[Activity]:
Find the line in the entries below that contains "Look at the photo above. For every instance of the blue". Repeat it exactly, and every line after it through the line that contains "orange sky, which".

[Items from a data source]:
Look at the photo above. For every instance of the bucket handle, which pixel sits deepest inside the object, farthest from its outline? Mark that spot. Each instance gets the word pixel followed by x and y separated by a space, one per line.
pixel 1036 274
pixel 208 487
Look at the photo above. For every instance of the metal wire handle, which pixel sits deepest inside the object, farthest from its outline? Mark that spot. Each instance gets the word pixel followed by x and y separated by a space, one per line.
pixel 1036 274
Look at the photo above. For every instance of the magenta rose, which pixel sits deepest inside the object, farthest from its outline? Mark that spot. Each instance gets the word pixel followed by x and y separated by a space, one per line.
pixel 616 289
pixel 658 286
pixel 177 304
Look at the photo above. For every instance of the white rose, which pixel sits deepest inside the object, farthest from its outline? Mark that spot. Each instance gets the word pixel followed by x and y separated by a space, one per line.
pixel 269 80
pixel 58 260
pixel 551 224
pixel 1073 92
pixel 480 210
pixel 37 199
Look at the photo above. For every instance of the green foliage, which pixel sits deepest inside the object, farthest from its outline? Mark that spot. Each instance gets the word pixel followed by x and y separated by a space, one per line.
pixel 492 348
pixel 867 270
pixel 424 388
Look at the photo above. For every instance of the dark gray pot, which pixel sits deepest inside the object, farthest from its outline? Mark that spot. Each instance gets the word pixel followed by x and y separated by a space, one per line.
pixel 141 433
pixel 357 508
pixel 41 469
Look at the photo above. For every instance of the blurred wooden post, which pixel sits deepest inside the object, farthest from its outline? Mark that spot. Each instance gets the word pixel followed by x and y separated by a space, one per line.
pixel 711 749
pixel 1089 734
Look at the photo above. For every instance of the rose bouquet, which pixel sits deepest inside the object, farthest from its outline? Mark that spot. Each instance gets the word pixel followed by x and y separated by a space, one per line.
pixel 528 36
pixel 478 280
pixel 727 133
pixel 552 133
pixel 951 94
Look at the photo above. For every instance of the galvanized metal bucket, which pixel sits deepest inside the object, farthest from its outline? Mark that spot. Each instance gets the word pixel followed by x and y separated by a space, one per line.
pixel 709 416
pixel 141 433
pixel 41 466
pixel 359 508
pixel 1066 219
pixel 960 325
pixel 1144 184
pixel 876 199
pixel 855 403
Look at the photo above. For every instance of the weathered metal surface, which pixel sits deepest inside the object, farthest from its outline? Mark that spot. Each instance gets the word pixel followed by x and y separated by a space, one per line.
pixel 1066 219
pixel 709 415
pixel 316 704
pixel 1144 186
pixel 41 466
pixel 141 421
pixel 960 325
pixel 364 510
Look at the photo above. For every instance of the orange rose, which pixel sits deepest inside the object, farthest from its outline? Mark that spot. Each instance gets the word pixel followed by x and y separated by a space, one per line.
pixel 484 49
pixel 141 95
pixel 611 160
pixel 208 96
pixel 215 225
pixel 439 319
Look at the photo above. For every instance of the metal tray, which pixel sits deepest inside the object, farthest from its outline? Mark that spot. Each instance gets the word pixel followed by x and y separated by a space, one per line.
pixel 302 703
==
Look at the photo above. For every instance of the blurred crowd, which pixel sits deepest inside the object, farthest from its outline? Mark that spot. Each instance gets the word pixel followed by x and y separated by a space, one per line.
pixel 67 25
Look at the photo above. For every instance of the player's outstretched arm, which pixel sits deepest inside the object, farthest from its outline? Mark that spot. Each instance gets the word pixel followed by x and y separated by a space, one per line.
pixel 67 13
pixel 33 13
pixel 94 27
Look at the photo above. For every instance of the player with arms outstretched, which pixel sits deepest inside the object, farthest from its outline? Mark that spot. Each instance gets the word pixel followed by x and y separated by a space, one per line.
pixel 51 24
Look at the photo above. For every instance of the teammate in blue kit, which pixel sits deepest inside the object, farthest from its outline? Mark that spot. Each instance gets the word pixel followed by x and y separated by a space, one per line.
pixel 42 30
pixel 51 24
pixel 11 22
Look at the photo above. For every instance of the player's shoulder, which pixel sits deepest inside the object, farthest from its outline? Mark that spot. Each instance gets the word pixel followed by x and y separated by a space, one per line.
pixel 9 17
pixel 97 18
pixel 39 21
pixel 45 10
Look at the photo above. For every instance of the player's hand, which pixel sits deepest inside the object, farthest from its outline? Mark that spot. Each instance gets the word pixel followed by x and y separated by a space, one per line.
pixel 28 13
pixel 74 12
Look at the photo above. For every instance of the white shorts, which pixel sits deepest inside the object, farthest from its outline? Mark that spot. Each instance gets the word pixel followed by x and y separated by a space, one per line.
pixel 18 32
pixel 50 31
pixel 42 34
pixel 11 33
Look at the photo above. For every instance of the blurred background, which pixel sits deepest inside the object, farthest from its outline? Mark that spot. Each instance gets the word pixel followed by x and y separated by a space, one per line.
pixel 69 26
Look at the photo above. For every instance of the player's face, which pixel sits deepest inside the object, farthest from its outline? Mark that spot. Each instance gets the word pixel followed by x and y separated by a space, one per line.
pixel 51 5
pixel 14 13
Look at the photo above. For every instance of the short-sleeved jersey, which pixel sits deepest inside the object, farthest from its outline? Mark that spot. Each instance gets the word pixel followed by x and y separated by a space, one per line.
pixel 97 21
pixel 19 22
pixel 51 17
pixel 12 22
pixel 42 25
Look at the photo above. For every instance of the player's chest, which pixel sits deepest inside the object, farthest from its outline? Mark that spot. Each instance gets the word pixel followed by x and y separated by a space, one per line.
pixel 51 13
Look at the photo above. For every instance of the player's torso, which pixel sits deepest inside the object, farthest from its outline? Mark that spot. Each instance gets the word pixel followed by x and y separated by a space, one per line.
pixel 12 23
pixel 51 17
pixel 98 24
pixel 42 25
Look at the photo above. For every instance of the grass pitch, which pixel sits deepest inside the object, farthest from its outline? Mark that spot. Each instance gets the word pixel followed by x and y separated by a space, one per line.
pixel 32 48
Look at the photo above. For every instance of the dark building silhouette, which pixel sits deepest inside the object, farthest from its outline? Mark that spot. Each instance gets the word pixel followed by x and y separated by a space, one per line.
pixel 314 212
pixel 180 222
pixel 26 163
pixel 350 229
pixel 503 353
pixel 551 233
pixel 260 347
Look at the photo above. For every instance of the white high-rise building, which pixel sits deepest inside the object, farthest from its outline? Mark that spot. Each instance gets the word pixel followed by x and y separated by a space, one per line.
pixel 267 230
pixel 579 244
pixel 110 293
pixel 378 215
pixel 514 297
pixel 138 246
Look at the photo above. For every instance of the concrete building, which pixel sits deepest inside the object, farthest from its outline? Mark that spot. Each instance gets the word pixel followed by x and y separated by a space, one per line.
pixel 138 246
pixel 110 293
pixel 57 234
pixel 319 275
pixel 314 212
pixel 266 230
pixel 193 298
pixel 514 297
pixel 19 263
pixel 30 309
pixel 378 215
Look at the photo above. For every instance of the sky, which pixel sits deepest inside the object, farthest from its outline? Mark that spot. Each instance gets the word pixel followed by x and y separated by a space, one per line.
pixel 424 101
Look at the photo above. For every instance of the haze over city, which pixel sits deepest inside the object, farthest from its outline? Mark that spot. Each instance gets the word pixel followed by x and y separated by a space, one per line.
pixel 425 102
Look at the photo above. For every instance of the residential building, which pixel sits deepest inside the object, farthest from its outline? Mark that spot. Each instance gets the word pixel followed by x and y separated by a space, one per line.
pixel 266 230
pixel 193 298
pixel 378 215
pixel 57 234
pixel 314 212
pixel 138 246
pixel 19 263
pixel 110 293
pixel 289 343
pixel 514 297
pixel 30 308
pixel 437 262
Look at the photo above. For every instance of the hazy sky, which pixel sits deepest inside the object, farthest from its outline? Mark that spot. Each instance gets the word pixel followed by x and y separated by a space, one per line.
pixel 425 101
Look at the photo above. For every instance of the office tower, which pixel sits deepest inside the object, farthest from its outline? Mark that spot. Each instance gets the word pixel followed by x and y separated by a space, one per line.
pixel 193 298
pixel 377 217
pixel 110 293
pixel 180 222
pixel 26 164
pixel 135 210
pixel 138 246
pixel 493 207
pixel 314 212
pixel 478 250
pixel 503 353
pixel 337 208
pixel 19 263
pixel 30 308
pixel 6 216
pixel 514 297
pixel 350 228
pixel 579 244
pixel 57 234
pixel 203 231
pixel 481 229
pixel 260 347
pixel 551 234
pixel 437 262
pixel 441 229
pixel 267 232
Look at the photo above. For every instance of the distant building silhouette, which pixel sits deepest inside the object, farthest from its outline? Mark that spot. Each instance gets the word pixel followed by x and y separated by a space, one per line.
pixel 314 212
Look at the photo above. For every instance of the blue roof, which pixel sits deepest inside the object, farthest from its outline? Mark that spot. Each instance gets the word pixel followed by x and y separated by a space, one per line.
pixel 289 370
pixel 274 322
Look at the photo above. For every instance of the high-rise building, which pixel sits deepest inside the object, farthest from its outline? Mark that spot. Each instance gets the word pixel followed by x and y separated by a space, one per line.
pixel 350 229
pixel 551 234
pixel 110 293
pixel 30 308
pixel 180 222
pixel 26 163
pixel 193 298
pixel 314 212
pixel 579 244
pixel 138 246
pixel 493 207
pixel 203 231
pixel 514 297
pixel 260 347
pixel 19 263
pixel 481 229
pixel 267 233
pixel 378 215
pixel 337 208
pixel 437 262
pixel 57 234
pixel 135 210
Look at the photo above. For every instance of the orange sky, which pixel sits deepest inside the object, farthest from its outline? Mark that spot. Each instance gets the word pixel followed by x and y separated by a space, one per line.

[Solution to this exercise]:
Look at the photo above. For every instance of the blue roof, which pixel sits deepest inside the object, farthest from its outline? Mark that spot. Each instance gets the word pixel followed by x and y separated by a space, one per line.
pixel 289 370
pixel 274 322
Look at the photo above. For every instance of the high-rise building, which pixel sits deepest inside the object, farthest from its outline? Mark that spot. Each instance gets the word pixel followed by x and y separated by a space, one per line.
pixel 350 229
pixel 551 234
pixel 110 293
pixel 30 308
pixel 180 222
pixel 26 163
pixel 193 298
pixel 314 212
pixel 579 244
pixel 138 246
pixel 493 207
pixel 203 231
pixel 514 297
pixel 260 347
pixel 19 263
pixel 481 229
pixel 267 233
pixel 378 215
pixel 337 208
pixel 437 262
pixel 57 234
pixel 135 210
Look at the photo above. For every instance of the orange sky, which pixel sits deepest inside the object, farthest from its outline? Mark that spot. Each instance gets the word pixel followed by x and y separated by a space, one per line.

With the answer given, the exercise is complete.